— START Supplied records —

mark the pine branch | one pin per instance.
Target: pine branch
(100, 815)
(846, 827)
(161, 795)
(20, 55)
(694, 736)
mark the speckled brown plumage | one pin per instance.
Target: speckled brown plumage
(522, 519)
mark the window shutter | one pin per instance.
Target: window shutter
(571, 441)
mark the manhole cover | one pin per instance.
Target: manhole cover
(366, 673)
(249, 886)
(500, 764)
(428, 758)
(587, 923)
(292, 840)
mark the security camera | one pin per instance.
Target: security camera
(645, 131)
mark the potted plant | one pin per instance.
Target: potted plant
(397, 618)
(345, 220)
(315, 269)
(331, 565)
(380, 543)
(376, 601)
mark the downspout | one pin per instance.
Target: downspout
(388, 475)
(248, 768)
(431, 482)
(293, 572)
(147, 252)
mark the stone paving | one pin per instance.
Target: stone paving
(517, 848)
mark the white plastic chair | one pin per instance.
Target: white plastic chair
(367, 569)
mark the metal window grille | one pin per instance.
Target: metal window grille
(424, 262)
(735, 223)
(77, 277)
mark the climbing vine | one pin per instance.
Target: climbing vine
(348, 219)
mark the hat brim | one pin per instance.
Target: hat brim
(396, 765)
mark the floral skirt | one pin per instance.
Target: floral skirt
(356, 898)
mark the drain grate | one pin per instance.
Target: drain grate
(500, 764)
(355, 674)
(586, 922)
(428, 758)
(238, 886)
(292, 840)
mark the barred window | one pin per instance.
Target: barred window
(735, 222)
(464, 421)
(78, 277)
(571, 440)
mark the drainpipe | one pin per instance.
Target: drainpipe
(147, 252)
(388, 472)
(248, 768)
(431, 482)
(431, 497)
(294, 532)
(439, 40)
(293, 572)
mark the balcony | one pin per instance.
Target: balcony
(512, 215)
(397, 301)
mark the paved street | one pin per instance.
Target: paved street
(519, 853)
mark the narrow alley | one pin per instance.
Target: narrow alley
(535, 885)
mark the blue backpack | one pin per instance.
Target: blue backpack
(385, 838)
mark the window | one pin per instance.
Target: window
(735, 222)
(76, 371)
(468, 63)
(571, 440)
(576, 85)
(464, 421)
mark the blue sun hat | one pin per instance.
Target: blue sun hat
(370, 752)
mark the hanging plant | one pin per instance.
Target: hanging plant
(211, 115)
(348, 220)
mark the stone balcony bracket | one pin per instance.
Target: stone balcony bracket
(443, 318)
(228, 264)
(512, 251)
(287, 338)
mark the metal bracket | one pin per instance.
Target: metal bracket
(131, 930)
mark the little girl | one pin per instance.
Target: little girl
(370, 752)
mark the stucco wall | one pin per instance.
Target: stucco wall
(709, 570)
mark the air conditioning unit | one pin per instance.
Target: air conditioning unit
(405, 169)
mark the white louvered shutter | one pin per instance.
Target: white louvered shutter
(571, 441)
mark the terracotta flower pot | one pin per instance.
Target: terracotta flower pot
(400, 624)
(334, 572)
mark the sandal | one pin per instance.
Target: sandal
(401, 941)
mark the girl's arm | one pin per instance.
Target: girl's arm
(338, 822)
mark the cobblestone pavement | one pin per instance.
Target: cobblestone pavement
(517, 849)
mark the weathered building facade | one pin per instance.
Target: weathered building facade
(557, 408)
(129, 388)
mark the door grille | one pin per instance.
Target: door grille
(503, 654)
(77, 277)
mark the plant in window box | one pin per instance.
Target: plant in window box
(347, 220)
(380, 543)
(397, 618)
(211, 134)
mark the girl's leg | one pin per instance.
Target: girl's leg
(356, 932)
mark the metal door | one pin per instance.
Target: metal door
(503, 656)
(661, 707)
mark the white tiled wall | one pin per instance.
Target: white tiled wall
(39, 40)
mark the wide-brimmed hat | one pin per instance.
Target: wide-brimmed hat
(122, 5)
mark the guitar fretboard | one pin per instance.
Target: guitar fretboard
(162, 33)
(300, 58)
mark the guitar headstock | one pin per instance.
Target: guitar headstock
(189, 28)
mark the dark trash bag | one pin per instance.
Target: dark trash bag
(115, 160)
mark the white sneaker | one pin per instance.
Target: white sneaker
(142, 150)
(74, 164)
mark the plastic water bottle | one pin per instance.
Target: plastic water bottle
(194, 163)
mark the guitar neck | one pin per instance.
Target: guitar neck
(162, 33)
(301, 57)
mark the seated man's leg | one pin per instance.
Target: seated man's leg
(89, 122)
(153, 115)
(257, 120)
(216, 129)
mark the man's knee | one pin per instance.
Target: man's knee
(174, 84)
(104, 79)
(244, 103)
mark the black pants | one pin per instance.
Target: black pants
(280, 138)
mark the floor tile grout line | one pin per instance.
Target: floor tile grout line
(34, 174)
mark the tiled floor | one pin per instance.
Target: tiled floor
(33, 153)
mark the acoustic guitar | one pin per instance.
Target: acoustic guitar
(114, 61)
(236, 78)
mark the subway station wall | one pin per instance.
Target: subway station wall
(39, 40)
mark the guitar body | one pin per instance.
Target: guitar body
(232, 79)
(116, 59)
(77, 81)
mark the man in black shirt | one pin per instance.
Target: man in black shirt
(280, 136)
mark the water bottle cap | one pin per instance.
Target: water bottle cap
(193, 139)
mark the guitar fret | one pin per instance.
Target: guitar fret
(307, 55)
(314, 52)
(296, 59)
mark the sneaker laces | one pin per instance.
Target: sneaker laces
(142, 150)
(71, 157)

— END Supplied records —

→ **Task objective**:
Restate the data above word for word.

→ **Task output**:
mark the pine branch | one pin per instance.
Target: pine branch
(100, 815)
(846, 827)
(161, 795)
(20, 55)
(694, 736)
mark the speckled brown plumage | one pin per instance.
Target: speckled brown plumage
(522, 519)
mark the window shutter | one pin per instance.
Target: window shutter
(571, 441)
mark the manhole cover | one pin per instance.
Target: manhole cover
(366, 673)
(249, 886)
(500, 764)
(428, 758)
(587, 923)
(292, 840)
mark the security camera | one pin per instance.
Target: security camera
(645, 131)
mark the potted plant | one pin per instance.
Target: potted plant
(397, 618)
(345, 220)
(315, 269)
(331, 565)
(380, 543)
(376, 601)
mark the downspout | one pin per instance.
Target: downspout
(388, 475)
(248, 768)
(431, 482)
(293, 572)
(147, 252)
mark the stone paving | one pin per instance.
Target: stone paving
(517, 848)
mark the white plastic chair | one pin per instance.
Target: white plastic chair
(367, 569)
mark the metal window grille | one pin per instance.
Target: metal window grille
(424, 262)
(735, 223)
(77, 277)
mark the climbing vine | one pin per instance.
Target: climbing vine
(348, 219)
mark the hat brim | one pin per instance.
Target: hat brim
(396, 765)
mark the floral skirt | one pin per instance.
Target: floral skirt
(356, 898)
mark the drain grate | one pin per instance.
Target: drain grate
(500, 764)
(355, 674)
(586, 922)
(428, 758)
(238, 886)
(292, 840)
mark the barred window | one pin per instance.
Target: barred window
(735, 222)
(464, 421)
(78, 277)
(571, 440)
mark the drainpipe | one pin per instance.
Target: drainpipe
(147, 252)
(388, 472)
(248, 768)
(431, 482)
(431, 497)
(294, 532)
(439, 40)
(293, 572)
mark the balcony | one pin per instance.
Target: balcony
(512, 215)
(397, 301)
mark the paved street | one pin per instance.
Target: paved street
(519, 853)
mark the narrow alley | one pin per instance.
Target: narrow alley
(535, 885)
mark the blue backpack | one pin per instance.
Target: blue backpack
(385, 838)
mark the window | one pin per instance.
Target: window
(735, 222)
(76, 371)
(468, 63)
(571, 440)
(576, 85)
(464, 421)
mark the blue sun hat | one pin per instance.
Target: blue sun hat
(370, 752)
mark the hanging plant | one pin per instance.
Target: hanging plant
(211, 115)
(348, 220)
mark the stone balcony bracket | one pin per instance.
Target: stone balcony bracket
(443, 318)
(228, 264)
(512, 251)
(287, 338)
mark the metal bracket | one pin per instance.
Target: metal bracket
(131, 930)
mark the little girl | one pin per instance.
Target: little girl
(370, 752)
mark the stucco wall | one pin per instance.
Target: stucco wall
(709, 570)
mark the air conditioning unit | one pin per instance.
Target: air conditioning unit
(405, 169)
mark the white louvered shutter | one pin per instance.
Target: white louvered shutter
(571, 441)
mark the terracotta flower pot | one pin per instance.
Target: terracotta flower pot
(400, 624)
(334, 572)
mark the sandal | one pin per instance.
Target: sandal
(401, 941)
mark the girl's arm | one pin per instance.
Target: girl's arm
(338, 822)
mark the cobblestone pavement | one pin per instance.
Target: cobblestone pavement
(517, 849)
mark the weathered building facade | one pin per instance.
Target: weathered building facade
(557, 408)
(129, 388)
mark the door grille | one pin per instance.
Target: door grille
(503, 654)
(77, 277)
mark the plant in window box | one pin per instance.
Target: plant in window box
(347, 220)
(380, 543)
(397, 618)
(211, 134)
mark the girl's leg | one pin per instance.
Target: girl's leg
(356, 932)
mark the metal door | one pin per instance.
Target: metal door
(503, 656)
(661, 707)
mark the white tiled wall | one pin per instance.
Target: white tiled wall
(39, 40)
mark the wide-brimmed hat | one pin per instance.
Target: wide-brimmed hat
(122, 5)
mark the guitar fretboard | one pin per instance.
Target: guitar fretboard
(162, 33)
(300, 58)
mark the guitar headstock | one pin per instance.
Target: guitar headstock
(189, 28)
mark the dark trash bag | one pin per instance.
Target: dark trash bag
(115, 160)
mark the white sneaker | one pin per instance.
Target: white sneaker
(142, 150)
(74, 164)
mark the plastic water bottle | one pin per instance.
Target: plastic water bottle
(194, 163)
mark the guitar neck | one pin per instance.
Target: guitar neck
(162, 33)
(301, 57)
mark the seated man's leg | one pin per instance.
Target: seated man's leg
(89, 122)
(153, 115)
(257, 120)
(216, 129)
mark the man's knee | one pin per instance.
Target: man's knee
(174, 84)
(104, 79)
(244, 103)
mark the black pants | one pin per instance.
Target: black pants
(280, 138)
mark the floor tile grout line | one pin per instance.
Target: floor tile grout line
(34, 174)
mark the tiled floor | one pin per instance.
Target: tiled floor
(33, 153)
mark the acoustic guitar | one pin per instance.
Target: acoustic guitar
(114, 61)
(236, 78)
mark the subway station wall | one pin per instance.
Target: subway station wall
(39, 40)
mark the guitar body | one pin per instance.
Target: guitar body
(232, 79)
(116, 59)
(77, 81)
mark the man in black shirt | one pin per instance.
Target: man in black shirt
(280, 136)
mark the water bottle cap | one pin per instance.
Target: water bottle cap
(193, 139)
mark the guitar fret | one pin per instance.
Target: guitar fret
(307, 55)
(314, 52)
(296, 59)
mark the sneaker laces | one pin per instance.
Target: sneaker laces
(142, 150)
(71, 157)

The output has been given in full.